----- DATASET ENTRIES -----

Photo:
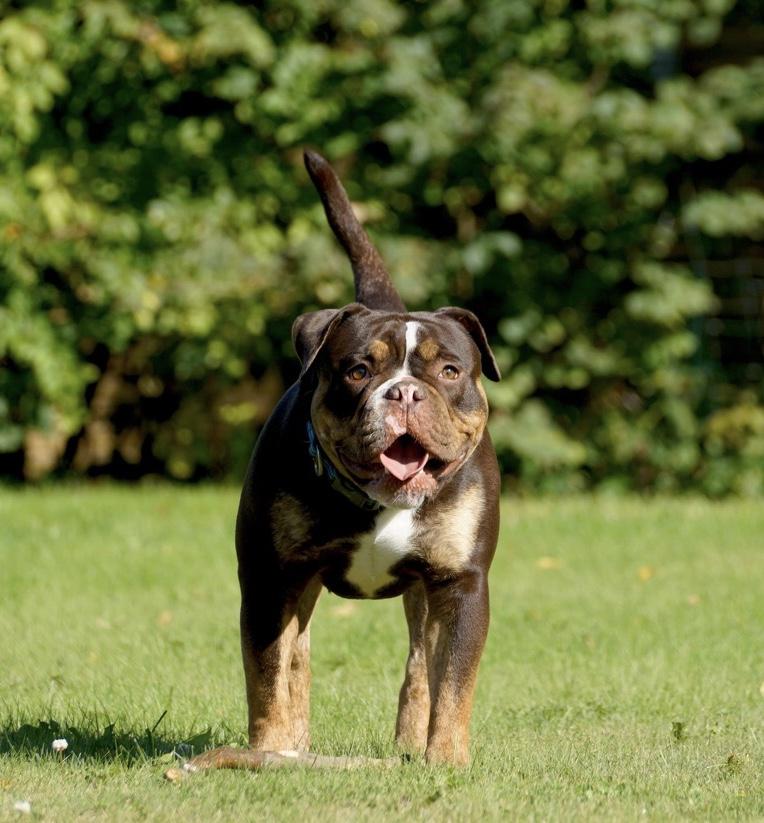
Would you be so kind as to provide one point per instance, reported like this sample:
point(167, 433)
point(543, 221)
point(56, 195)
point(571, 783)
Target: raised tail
point(373, 286)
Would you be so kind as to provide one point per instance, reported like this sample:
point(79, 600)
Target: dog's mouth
point(404, 458)
point(402, 461)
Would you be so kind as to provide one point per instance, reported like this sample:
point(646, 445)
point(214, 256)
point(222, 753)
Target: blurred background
point(586, 176)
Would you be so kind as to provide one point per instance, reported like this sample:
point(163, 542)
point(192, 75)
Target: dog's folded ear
point(311, 331)
point(476, 331)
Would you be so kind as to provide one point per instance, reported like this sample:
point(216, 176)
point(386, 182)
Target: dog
point(374, 477)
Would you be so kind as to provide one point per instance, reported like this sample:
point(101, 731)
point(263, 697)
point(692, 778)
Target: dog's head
point(397, 402)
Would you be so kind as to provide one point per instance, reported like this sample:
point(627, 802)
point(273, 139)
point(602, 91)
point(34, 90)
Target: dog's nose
point(405, 392)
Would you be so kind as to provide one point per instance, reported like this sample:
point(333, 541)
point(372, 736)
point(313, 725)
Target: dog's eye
point(358, 373)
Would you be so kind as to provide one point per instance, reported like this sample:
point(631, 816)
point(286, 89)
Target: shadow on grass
point(130, 748)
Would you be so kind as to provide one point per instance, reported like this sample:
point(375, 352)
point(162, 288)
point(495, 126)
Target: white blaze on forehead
point(380, 549)
point(412, 329)
point(412, 332)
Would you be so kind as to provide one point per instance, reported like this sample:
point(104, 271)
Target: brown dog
point(374, 477)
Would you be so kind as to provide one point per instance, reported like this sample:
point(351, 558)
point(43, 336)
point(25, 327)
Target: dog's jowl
point(374, 477)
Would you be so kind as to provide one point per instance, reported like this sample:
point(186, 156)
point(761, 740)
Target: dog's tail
point(373, 286)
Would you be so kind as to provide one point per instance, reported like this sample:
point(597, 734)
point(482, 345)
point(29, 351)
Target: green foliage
point(620, 680)
point(536, 161)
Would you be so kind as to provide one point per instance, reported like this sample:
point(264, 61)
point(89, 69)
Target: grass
point(622, 679)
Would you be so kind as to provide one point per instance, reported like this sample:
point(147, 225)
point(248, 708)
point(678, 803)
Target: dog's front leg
point(457, 624)
point(275, 644)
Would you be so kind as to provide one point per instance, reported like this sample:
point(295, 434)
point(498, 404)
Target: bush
point(548, 165)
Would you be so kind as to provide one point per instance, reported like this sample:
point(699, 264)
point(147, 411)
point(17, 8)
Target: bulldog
point(374, 477)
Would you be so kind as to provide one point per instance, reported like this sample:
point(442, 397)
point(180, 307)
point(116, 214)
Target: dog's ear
point(311, 331)
point(476, 331)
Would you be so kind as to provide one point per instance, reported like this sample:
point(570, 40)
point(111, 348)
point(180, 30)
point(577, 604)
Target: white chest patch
point(380, 549)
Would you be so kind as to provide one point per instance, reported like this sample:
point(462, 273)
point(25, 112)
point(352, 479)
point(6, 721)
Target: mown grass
point(622, 679)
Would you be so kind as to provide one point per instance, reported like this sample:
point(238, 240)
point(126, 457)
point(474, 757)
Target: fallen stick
point(228, 757)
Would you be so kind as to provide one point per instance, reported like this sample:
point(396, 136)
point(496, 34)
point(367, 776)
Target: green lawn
point(623, 677)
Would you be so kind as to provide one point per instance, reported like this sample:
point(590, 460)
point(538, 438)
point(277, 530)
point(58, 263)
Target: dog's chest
point(390, 541)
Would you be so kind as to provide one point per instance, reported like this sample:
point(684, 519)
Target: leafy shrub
point(547, 164)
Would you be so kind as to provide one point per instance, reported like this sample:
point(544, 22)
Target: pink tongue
point(404, 458)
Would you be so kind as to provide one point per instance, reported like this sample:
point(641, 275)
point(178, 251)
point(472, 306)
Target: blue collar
point(323, 467)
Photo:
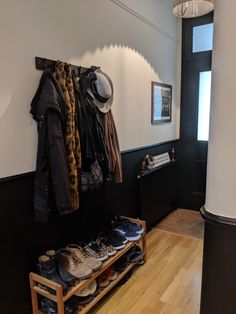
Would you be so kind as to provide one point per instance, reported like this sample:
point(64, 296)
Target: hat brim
point(104, 107)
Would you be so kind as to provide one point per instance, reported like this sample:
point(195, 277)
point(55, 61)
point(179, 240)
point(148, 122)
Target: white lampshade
point(192, 8)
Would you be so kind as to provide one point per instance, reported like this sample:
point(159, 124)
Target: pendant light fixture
point(192, 8)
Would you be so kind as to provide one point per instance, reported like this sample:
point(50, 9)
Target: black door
point(192, 152)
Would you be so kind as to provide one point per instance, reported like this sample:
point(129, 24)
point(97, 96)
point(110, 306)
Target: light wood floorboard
point(169, 282)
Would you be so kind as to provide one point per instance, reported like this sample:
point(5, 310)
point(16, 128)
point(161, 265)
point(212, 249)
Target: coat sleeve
point(41, 210)
point(58, 164)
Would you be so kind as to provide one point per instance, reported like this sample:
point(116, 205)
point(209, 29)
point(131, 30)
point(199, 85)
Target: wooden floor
point(169, 283)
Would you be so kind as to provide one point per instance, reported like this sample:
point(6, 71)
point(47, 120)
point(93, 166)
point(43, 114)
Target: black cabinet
point(158, 193)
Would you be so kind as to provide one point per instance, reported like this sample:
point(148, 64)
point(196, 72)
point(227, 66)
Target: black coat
point(48, 109)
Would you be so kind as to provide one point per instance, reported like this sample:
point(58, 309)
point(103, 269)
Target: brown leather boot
point(80, 254)
point(74, 265)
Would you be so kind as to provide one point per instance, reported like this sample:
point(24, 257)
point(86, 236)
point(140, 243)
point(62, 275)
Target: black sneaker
point(93, 250)
point(130, 225)
point(113, 239)
point(105, 246)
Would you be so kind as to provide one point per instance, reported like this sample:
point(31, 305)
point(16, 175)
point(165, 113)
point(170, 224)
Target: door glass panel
point(204, 105)
point(202, 38)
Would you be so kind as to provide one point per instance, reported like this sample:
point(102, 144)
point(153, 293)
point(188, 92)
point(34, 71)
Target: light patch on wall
point(91, 33)
point(131, 74)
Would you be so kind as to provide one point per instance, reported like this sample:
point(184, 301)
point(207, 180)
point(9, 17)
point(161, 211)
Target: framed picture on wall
point(161, 102)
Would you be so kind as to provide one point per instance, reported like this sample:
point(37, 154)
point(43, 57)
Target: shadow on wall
point(84, 33)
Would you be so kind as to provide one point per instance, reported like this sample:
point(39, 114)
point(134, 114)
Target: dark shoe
point(93, 250)
point(68, 278)
point(47, 269)
point(49, 307)
point(127, 232)
point(135, 255)
point(120, 265)
point(113, 238)
point(106, 247)
point(129, 224)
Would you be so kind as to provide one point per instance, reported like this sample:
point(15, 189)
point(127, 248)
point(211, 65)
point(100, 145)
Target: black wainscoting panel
point(22, 240)
point(219, 269)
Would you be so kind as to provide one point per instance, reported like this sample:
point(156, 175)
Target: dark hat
point(102, 91)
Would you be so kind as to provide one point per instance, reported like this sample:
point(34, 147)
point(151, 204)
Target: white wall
point(133, 41)
point(221, 174)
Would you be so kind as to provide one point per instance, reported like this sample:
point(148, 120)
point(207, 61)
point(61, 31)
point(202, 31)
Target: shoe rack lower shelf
point(37, 281)
point(104, 291)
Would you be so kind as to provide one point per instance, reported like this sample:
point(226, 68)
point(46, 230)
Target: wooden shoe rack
point(37, 281)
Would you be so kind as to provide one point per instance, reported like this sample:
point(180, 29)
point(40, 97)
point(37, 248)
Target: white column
point(221, 173)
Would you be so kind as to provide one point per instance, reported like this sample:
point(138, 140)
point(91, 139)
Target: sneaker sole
point(111, 253)
point(119, 247)
point(104, 258)
point(120, 231)
point(134, 238)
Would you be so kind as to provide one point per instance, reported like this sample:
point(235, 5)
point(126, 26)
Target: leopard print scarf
point(63, 73)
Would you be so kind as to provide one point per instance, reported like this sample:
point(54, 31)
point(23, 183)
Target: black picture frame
point(161, 103)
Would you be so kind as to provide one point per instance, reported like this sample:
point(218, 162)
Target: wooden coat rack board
point(43, 63)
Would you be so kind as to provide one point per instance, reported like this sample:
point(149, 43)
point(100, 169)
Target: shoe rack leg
point(34, 297)
point(60, 303)
point(144, 244)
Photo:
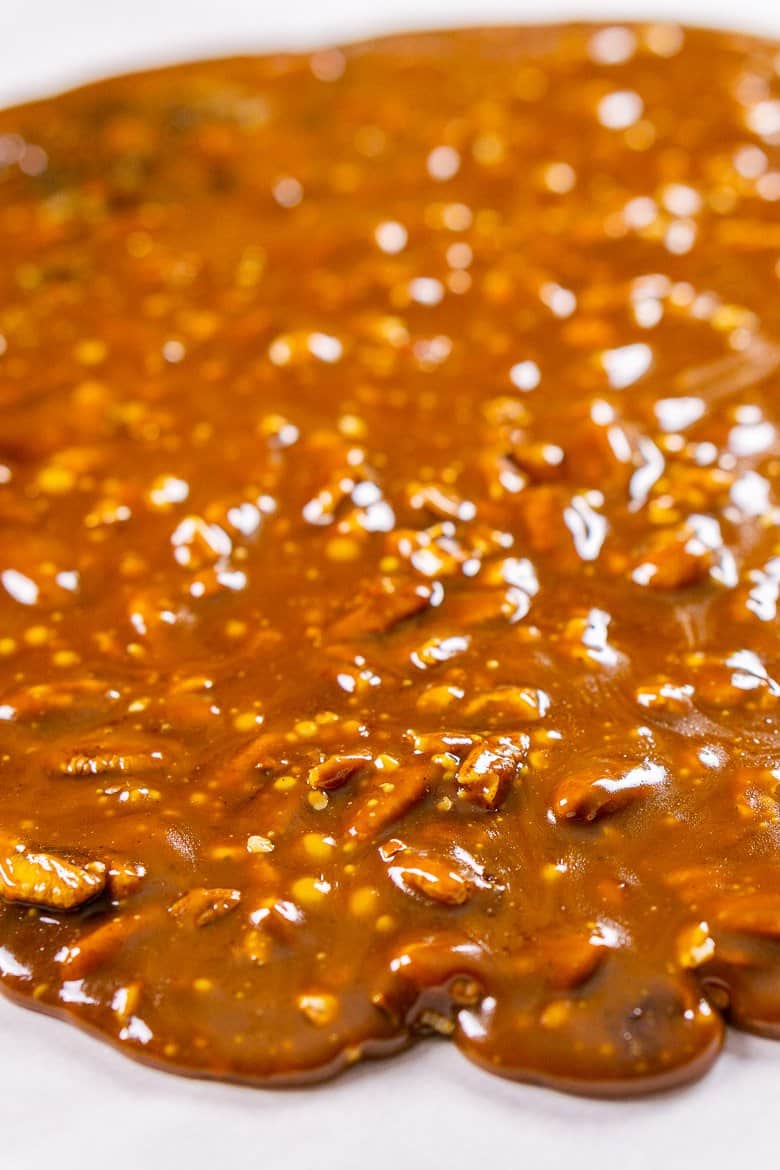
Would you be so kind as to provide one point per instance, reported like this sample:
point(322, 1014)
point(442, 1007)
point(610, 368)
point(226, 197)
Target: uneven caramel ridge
point(390, 555)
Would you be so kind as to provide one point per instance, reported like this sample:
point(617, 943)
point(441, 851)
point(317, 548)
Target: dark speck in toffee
point(390, 555)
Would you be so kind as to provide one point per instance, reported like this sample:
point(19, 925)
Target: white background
point(68, 1102)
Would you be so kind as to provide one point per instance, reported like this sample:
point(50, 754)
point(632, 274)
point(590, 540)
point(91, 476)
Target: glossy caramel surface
point(390, 555)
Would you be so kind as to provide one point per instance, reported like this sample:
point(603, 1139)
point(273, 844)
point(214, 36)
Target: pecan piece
point(384, 605)
point(335, 771)
point(602, 789)
point(388, 802)
point(97, 948)
point(48, 880)
point(675, 559)
point(200, 907)
point(489, 769)
point(434, 878)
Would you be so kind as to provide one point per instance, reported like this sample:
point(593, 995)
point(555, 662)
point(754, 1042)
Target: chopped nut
point(488, 771)
point(48, 880)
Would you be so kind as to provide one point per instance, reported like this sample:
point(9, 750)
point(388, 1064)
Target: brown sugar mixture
point(390, 555)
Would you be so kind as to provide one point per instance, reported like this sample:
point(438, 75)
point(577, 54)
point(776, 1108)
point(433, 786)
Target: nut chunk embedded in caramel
point(48, 880)
point(488, 771)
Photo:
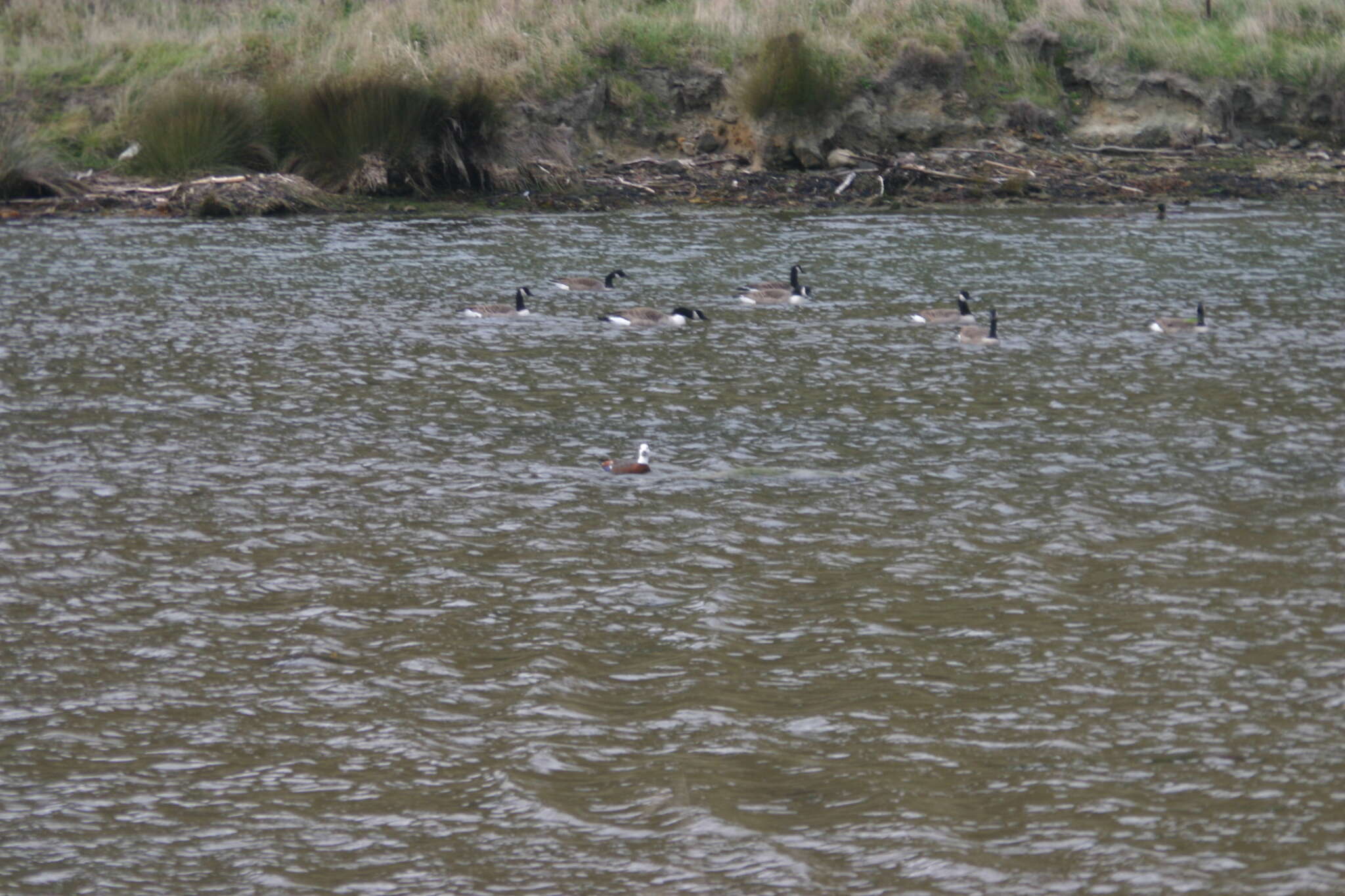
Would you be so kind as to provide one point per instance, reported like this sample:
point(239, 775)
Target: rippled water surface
point(311, 585)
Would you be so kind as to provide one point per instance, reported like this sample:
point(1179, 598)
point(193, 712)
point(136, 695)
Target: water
point(311, 585)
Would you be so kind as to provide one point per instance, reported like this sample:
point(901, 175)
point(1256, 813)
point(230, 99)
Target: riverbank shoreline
point(1005, 171)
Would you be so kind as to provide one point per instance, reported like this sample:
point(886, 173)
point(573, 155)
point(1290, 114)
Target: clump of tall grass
point(381, 135)
point(27, 167)
point(200, 128)
point(791, 79)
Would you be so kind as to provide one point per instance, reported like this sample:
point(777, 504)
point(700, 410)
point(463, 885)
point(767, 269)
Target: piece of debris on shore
point(989, 172)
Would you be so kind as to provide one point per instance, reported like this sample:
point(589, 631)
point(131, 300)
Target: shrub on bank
point(27, 167)
point(380, 135)
point(197, 128)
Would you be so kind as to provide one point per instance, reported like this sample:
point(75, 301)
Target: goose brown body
point(979, 335)
point(502, 310)
point(1181, 324)
point(639, 465)
point(779, 284)
point(588, 284)
point(654, 317)
point(959, 314)
point(793, 296)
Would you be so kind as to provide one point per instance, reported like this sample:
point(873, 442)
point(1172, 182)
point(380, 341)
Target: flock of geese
point(778, 293)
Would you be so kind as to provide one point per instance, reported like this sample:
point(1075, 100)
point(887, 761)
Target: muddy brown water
point(311, 585)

-----

A verbatim transcription is needed of the lines above, starting at the line with "Target: light wood floorboard" and ending at the line with "point(43, 114)", both included, and of nothing else.

_RESPONSE TO THE EXERCISE:_
Target: light wood floorboard
point(169, 282)
Would you be so kind as to provide one point per instance, reported like this sample:
point(5, 310)
point(16, 128)
point(161, 265)
point(212, 249)
Target: coat sleeve
point(41, 210)
point(58, 164)
Would you be so kind as to provide one point per instance, reported like this sample:
point(116, 205)
point(209, 29)
point(131, 30)
point(199, 85)
Target: wooden floor
point(169, 283)
Would you be so kind as to provide one point per instance, reported like this sample:
point(6, 71)
point(47, 120)
point(93, 166)
point(43, 114)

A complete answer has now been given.